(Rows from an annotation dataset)
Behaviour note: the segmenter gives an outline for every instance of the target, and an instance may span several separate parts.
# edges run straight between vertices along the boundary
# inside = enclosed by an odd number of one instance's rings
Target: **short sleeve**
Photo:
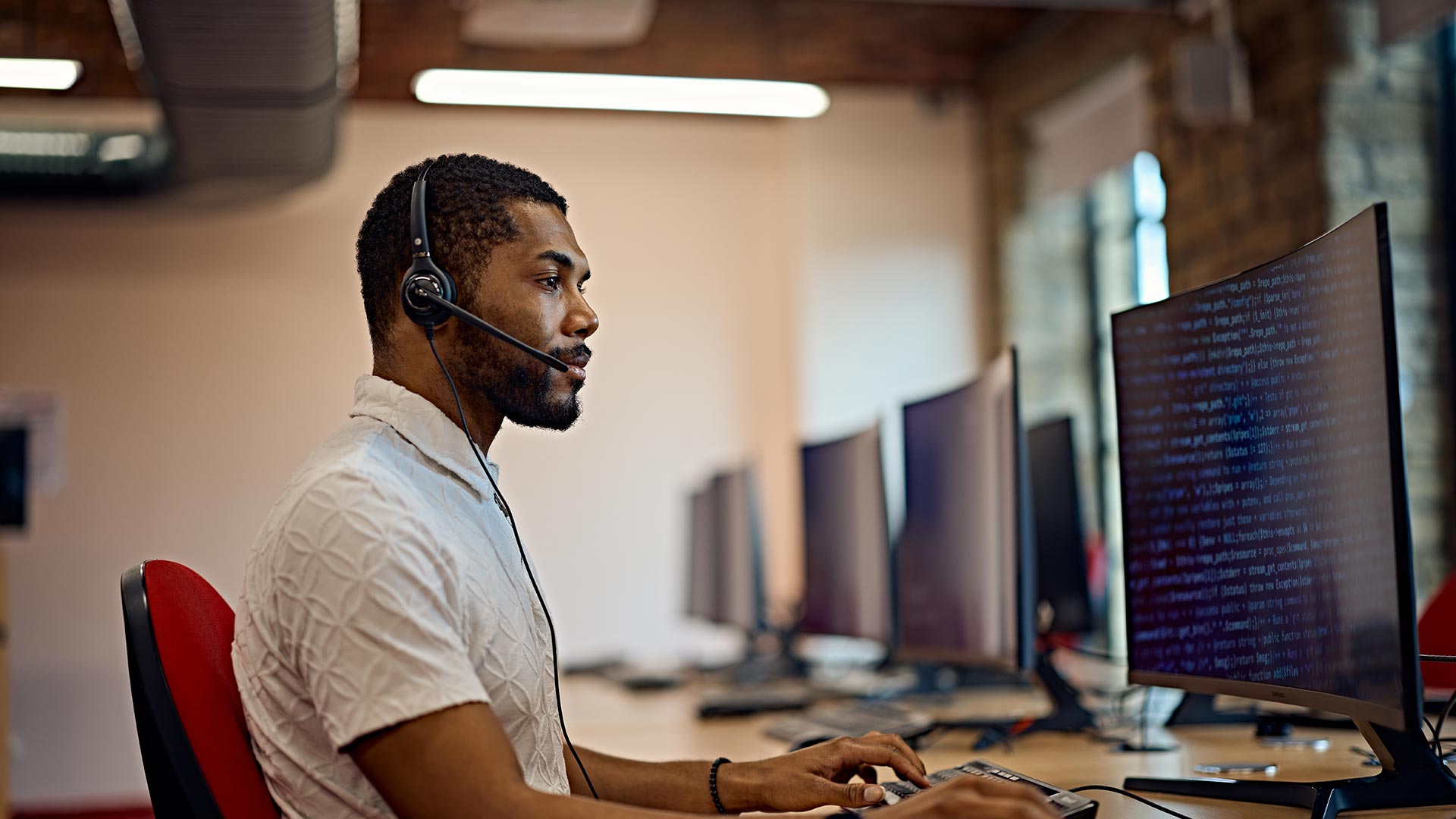
[[[463,702],[489,702],[462,635],[456,573],[387,478],[331,474],[277,542],[280,648],[329,740],[354,740]]]

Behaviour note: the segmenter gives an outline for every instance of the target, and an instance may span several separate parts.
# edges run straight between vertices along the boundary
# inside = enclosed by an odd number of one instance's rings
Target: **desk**
[[[757,717],[699,720],[696,707],[700,689],[693,686],[674,691],[632,694],[613,683],[590,678],[562,681],[562,702],[566,726],[574,742],[617,756],[635,759],[760,759],[783,752],[783,743],[763,734],[773,714]],[[1166,753],[1117,753],[1107,743],[1085,736],[1034,734],[1016,740],[1008,749],[973,752],[974,733],[954,732],[942,736],[920,756],[929,769],[960,765],[971,758],[1000,762],[1015,771],[1037,777],[1054,785],[1076,787],[1107,784],[1121,787],[1128,775],[1188,777],[1195,762],[1278,762],[1280,780],[1335,780],[1367,777],[1376,768],[1363,767],[1348,751],[1351,745],[1364,748],[1357,732],[1318,732],[1328,736],[1329,751],[1278,751],[1254,742],[1251,726],[1187,727],[1174,732],[1182,748]],[[1089,793],[1102,803],[1098,816],[1104,819],[1155,819],[1165,813],[1152,810],[1127,797],[1111,793]],[[1211,802],[1162,794],[1143,794],[1195,819],[1299,819],[1309,816],[1294,807]],[[1345,816],[1345,815],[1342,815]],[[1453,819],[1456,807],[1423,807],[1350,813],[1372,819]]]

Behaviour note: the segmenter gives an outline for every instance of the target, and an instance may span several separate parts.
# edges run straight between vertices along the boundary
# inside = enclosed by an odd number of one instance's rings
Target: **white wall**
[[[282,198],[0,207],[0,386],[55,391],[68,412],[67,485],[7,549],[15,800],[144,794],[118,576],[169,557],[236,599],[268,506],[370,366],[358,220],[425,154],[542,173],[591,259],[603,324],[582,421],[508,428],[492,452],[563,659],[702,644],[678,614],[684,495],[727,462],[760,465],[772,593],[791,599],[799,423],[920,386],[890,377],[916,350],[974,358],[970,112],[833,93],[814,122],[354,105],[335,171]],[[932,305],[939,329],[916,331]],[[859,326],[834,326],[846,310]],[[805,345],[810,326],[843,341],[839,363]]]
[[[794,133],[799,427],[828,439],[882,421],[891,528],[903,514],[901,405],[960,386],[994,354],[977,344],[977,319],[996,307],[971,274],[974,125],[964,99],[860,90]]]

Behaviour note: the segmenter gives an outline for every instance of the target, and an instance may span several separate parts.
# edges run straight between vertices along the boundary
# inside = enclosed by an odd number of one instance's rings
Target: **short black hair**
[[[360,224],[354,245],[360,294],[374,354],[386,350],[399,303],[399,283],[411,262],[409,194],[430,163],[425,222],[435,264],[456,280],[457,297],[470,303],[475,271],[491,261],[491,249],[520,235],[507,205],[540,203],[566,214],[566,200],[545,179],[507,162],[475,153],[427,159],[395,173]]]

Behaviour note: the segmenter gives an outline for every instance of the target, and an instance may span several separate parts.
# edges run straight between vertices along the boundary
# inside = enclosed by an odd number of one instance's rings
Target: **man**
[[[488,477],[482,461],[505,420],[565,430],[581,412],[597,329],[584,296],[591,273],[550,185],[482,156],[438,157],[428,240],[457,303],[571,369],[459,321],[427,334],[400,303],[422,168],[390,179],[360,229],[374,373],[357,382],[349,421],[297,469],[248,563],[233,666],[282,812],[550,819],[858,807],[884,797],[871,765],[929,785],[894,736],[721,765],[633,762],[563,742],[549,615],[494,488],[496,468]],[[1026,788],[962,778],[882,816],[1053,816]]]

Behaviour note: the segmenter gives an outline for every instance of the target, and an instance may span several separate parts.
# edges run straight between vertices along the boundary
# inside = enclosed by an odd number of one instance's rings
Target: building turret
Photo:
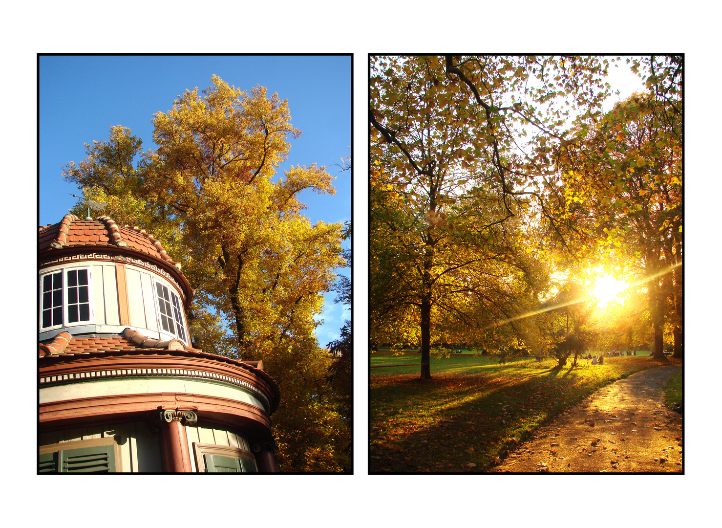
[[[272,472],[275,381],[192,346],[193,290],[110,217],[39,230],[40,472]]]

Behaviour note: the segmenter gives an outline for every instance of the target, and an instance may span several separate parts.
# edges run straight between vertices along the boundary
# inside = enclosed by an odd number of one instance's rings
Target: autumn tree
[[[498,322],[534,298],[542,274],[525,259],[524,225],[532,202],[560,221],[539,200],[555,173],[550,155],[568,141],[569,112],[592,115],[608,93],[606,65],[578,56],[370,60],[370,332],[419,343],[428,378],[432,341],[463,329],[493,342],[508,330]]]
[[[300,134],[287,101],[212,80],[155,115],[155,149],[140,154],[140,140],[113,127],[64,174],[182,262],[196,290],[196,346],[263,360],[281,389],[274,418],[282,469],[338,471],[345,425],[317,397],[328,390],[331,358],[318,347],[313,316],[344,265],[342,226],[311,225],[298,199],[305,189],[333,194],[333,178],[316,164],[278,177],[288,138]]]
[[[605,259],[636,275],[648,293],[654,355],[663,356],[669,321],[674,354],[682,355],[683,204],[681,56],[635,59],[648,91],[634,94],[598,121],[580,121],[560,158],[569,196],[583,204],[577,222],[593,225]],[[562,203],[565,202],[565,203]],[[586,217],[586,220],[585,220]]]

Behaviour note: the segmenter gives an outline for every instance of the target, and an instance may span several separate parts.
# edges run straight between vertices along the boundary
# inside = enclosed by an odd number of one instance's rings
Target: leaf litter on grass
[[[375,373],[370,471],[487,471],[542,423],[601,386],[654,366],[651,363],[613,367],[610,361],[604,371],[578,367],[571,373],[536,362],[487,365],[472,373],[456,373],[468,368],[457,368],[454,373],[437,369],[430,381],[417,374]],[[389,412],[393,418],[385,416]]]

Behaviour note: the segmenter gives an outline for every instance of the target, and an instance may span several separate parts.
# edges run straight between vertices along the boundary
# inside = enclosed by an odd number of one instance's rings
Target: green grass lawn
[[[500,365],[493,356],[452,354],[419,366],[372,368],[372,473],[485,471],[585,397],[617,379],[667,362],[648,357],[582,360],[570,371],[552,360]],[[676,360],[671,360],[676,361]],[[420,363],[418,353],[371,354],[371,366]]]
[[[664,402],[669,407],[677,407],[682,402],[682,371],[672,374],[664,386]]]

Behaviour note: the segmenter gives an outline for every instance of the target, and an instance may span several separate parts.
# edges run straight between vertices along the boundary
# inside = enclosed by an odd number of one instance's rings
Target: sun
[[[610,300],[618,298],[627,287],[629,285],[623,280],[617,280],[611,275],[599,275],[594,282],[592,295],[599,300],[597,306],[604,308]]]

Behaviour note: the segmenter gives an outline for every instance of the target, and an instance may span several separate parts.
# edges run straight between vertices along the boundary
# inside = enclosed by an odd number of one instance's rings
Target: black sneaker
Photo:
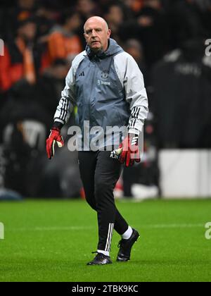
[[[112,263],[109,256],[106,256],[104,254],[98,253],[97,252],[93,252],[93,253],[97,253],[96,257],[90,262],[88,262],[87,265],[102,265]]]
[[[120,241],[118,245],[120,251],[117,254],[117,261],[126,261],[129,260],[132,247],[139,238],[139,233],[138,231],[133,228],[132,230],[132,234],[128,240],[124,240],[122,238]]]

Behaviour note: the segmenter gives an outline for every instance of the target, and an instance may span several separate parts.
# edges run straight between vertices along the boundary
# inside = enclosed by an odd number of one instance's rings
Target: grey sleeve
[[[62,124],[67,123],[76,101],[75,82],[74,70],[71,67],[66,77],[66,85],[61,93],[61,99],[54,115],[54,121],[60,122]]]
[[[124,88],[125,99],[130,106],[129,132],[139,134],[142,132],[144,120],[148,113],[143,75],[135,60],[126,52],[116,56],[115,66]]]
[[[66,77],[65,87],[61,93],[61,99],[54,115],[54,122],[59,122],[64,125],[70,118],[77,99],[75,94],[76,71],[79,64],[85,56],[86,52],[82,51],[72,61],[72,66]]]

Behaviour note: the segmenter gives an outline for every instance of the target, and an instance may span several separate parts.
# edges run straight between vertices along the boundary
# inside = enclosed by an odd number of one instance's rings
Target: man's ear
[[[85,38],[86,41],[87,41],[87,34],[84,33],[84,37]]]

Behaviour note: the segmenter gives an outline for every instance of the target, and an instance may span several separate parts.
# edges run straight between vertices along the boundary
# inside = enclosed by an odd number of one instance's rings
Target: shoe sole
[[[137,240],[139,240],[139,238],[140,238],[140,235],[138,236],[138,238],[136,238],[136,240],[135,240],[134,243],[137,242]],[[133,245],[132,245],[133,247]],[[130,260],[130,257],[129,259],[118,259],[118,257],[117,258],[117,262],[128,262]]]

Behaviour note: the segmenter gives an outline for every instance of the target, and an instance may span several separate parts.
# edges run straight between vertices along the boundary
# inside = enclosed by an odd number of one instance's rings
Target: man
[[[117,209],[113,189],[120,177],[121,163],[129,166],[135,161],[140,161],[138,137],[147,116],[148,99],[137,64],[110,38],[111,31],[105,20],[91,17],[84,29],[86,51],[76,56],[68,74],[46,150],[51,159],[54,154],[54,143],[57,142],[59,147],[64,144],[60,128],[67,122],[73,105],[77,104],[84,144],[78,155],[80,174],[86,199],[97,211],[98,224],[97,254],[88,264],[107,264],[112,263],[109,252],[113,228],[122,236],[117,258],[119,261],[129,260],[132,245],[139,237],[138,231],[127,224]],[[105,132],[108,126],[128,125],[129,134],[120,146],[122,151],[120,161],[110,157],[110,151],[106,149],[110,144],[116,147],[118,135],[115,133],[110,133],[98,150],[87,151],[85,121],[91,127],[101,127]],[[91,135],[89,143],[93,139]]]

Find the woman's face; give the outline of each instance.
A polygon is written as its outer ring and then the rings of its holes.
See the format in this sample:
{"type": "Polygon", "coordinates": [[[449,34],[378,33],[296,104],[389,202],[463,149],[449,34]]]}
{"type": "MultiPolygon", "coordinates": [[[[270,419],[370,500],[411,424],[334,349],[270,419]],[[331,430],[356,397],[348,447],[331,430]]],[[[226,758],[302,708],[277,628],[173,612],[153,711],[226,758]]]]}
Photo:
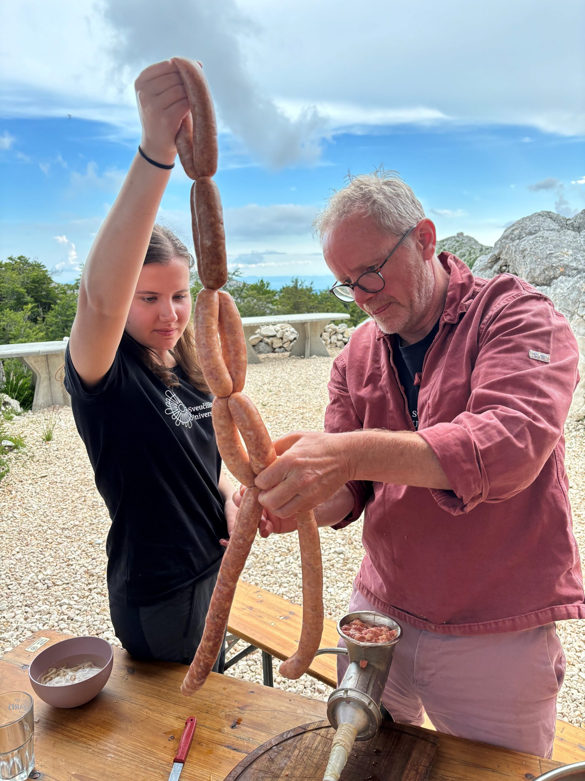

WORK INSTRUCTIONS: Which lines in the rows above contain the string "coordinates"? Extract each one in full.

CORRECT ANSWER:
{"type": "Polygon", "coordinates": [[[449,34],[378,33],[296,104],[389,202],[463,149],[449,34]]]}
{"type": "MultiPolygon", "coordinates": [[[[270,419],[370,500],[411,424],[334,349],[270,419]],[[331,430],[356,397],[348,447],[331,430]]],[[[226,758],[302,708],[277,628],[173,612],[153,711],[226,758]]]]}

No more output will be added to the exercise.